CONSIGNE DE TRAVAIL
D'après l'extrait à lire, à quelle date le docteur Saïd Ouichou a-t-il fermé le cabinet qu'il avait ouvert quinze ans plus tôt ?

____ EXTRAIT À LIRE

Après avoir subi plusieurs agressions, le docteur Saïd Ouichou a déménagé et installé des caméras de surveillance dans son nouveau cabinet des quartiers nord de Marseille.
"C'est une façon d'avoir un contrôle sur les gens qui rentrent et qui sortent dans le cabinet." Le docteur Saïd Ouichou a fini par craquer après avoir subi de nombreuses agressions. Ce généraliste a été contraint de déménager et a installé des caméras de surveillance dans le parking et la salle d'attente de son nouveau cabinet des quartiers nord de Marseille.
"On a eu plusieurs fois des affrontements avec des jeunes (...) Quand on leur dit "c'est complet, c'est l'heure de partir" (...) ils insistent pour rentrer de force, ils cassent la vitrine..." : l'un des patients du docteur Ouichou se souvient bien du climat de violences qui régnait dans son ancien cabinet. Il préfère aujourd'hui témoigner anonymement, par crainte de représailles.
Plusieurs plaintes classées sans suite
En septembre 2022, le docteur Ouichou avait fermé le cabinet qu'il avait ouvert quinze ans plus tôt après "l'agression de trop", selon ses propres mots. Il avait alors manqué de se faire frapper dans son cabinet.
Un patient "tambourine à la porte en (...) demandant 'Donnez-moi mon ordonnance maintenant', se souvient-il. Je lui ai expliqué qu'il fallait quand même attendre. Je ne sais pas pourquoi, il s'est mis à crier. Son copain, dehors, voulait me frapper. Les patients se sont interposés. J'ai fini par arrêter la consultation et fermer mon cabinet, suite à cet incident."
Au cours des dernières années, le docteur Saïd Ouichou a indiqué avoir déposé plusieurs plaintes après avoir subi "des insultes", des "menaces de mort", et même une "tentative d'incendie" de son cabinet. Mais elles ont toujours été classées sans suite.

________
____ JEU DE DONNÉES

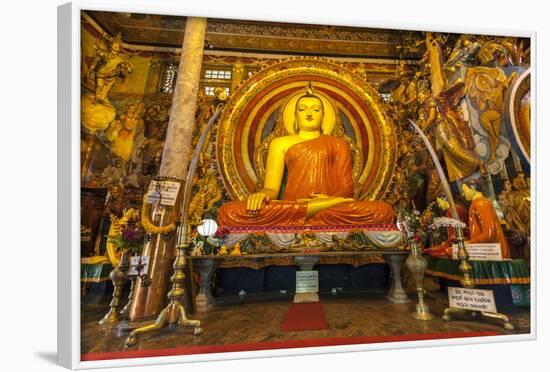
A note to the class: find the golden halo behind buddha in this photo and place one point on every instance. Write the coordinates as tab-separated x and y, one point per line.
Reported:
289	112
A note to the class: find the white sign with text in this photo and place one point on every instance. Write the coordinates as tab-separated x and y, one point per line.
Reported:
138	265
307	281
163	192
481	252
472	299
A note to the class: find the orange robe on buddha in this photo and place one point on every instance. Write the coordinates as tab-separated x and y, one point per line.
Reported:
485	225
317	166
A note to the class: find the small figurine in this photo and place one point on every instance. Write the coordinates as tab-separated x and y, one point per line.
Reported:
236	250
223	250
197	250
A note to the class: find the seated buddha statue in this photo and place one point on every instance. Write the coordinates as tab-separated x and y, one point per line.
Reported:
483	224
308	176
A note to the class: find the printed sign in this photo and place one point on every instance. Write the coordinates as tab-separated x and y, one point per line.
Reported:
163	192
138	265
307	281
472	299
481	252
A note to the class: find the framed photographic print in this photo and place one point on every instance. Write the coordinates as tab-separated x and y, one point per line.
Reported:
237	188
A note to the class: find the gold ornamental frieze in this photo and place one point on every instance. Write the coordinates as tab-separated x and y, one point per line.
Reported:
259	111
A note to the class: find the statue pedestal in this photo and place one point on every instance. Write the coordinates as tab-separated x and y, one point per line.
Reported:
307	280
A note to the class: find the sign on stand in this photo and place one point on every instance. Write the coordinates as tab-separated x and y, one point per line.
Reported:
163	192
307	281
138	262
481	252
472	299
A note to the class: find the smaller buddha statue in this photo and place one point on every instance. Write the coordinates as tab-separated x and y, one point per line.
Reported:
236	251
223	250
308	176
483	223
444	249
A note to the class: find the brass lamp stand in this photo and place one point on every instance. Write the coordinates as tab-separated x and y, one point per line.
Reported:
417	264
174	312
118	277
465	268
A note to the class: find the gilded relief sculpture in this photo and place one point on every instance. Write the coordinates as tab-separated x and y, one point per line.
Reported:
441	115
108	67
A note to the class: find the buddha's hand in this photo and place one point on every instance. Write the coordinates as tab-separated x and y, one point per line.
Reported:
255	201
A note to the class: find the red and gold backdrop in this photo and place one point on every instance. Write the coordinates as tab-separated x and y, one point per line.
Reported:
253	112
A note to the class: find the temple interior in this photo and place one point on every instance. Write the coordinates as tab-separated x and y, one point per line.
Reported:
253	185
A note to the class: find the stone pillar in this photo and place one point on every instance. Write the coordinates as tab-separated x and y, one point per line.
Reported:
396	294
148	301
206	267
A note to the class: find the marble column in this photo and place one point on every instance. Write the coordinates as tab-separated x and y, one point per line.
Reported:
149	300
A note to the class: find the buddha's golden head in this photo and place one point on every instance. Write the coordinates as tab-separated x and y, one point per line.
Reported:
309	112
470	190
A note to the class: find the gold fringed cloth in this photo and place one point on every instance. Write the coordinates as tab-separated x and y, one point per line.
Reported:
483	272
318	166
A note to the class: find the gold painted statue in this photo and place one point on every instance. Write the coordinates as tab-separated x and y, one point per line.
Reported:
308	178
440	119
108	66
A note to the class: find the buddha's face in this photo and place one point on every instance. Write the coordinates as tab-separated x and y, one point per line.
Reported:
468	192
442	203
309	113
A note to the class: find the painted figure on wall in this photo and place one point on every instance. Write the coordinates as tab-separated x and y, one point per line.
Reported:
107	67
317	188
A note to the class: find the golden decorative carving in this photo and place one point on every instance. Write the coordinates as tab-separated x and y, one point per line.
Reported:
374	132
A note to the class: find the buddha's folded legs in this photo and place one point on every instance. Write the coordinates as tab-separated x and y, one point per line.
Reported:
354	213
274	213
291	213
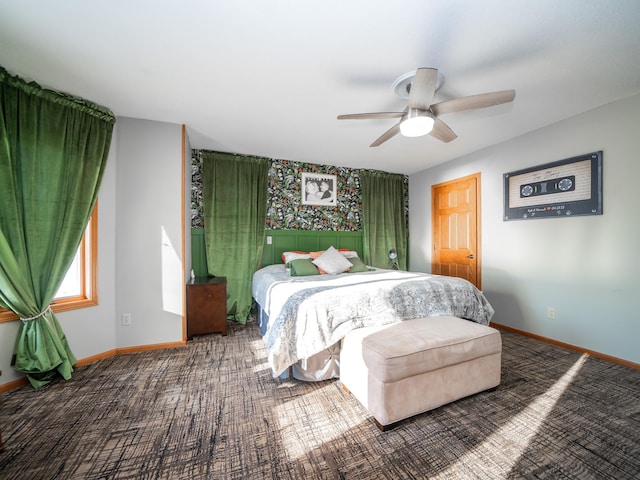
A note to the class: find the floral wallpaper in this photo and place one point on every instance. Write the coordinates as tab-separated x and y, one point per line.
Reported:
285	210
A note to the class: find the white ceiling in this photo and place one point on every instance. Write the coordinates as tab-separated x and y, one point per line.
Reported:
268	78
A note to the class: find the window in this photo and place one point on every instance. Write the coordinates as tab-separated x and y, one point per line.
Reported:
79	287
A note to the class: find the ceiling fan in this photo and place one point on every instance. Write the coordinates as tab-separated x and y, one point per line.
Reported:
421	117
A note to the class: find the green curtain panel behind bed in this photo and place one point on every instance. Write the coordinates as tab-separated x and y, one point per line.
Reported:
384	225
53	151
234	189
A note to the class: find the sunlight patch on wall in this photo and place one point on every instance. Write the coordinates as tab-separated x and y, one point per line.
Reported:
171	276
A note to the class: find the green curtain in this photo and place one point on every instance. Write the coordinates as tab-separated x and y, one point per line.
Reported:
384	221
234	190
53	151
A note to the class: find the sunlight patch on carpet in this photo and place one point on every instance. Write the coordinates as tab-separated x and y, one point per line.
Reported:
311	420
520	431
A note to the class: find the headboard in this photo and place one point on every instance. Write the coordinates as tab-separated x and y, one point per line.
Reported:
306	241
281	241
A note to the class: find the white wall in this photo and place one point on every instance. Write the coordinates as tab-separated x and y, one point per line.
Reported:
585	267
149	266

________

RÉPONSE APPORTÉE
En septembre 2022.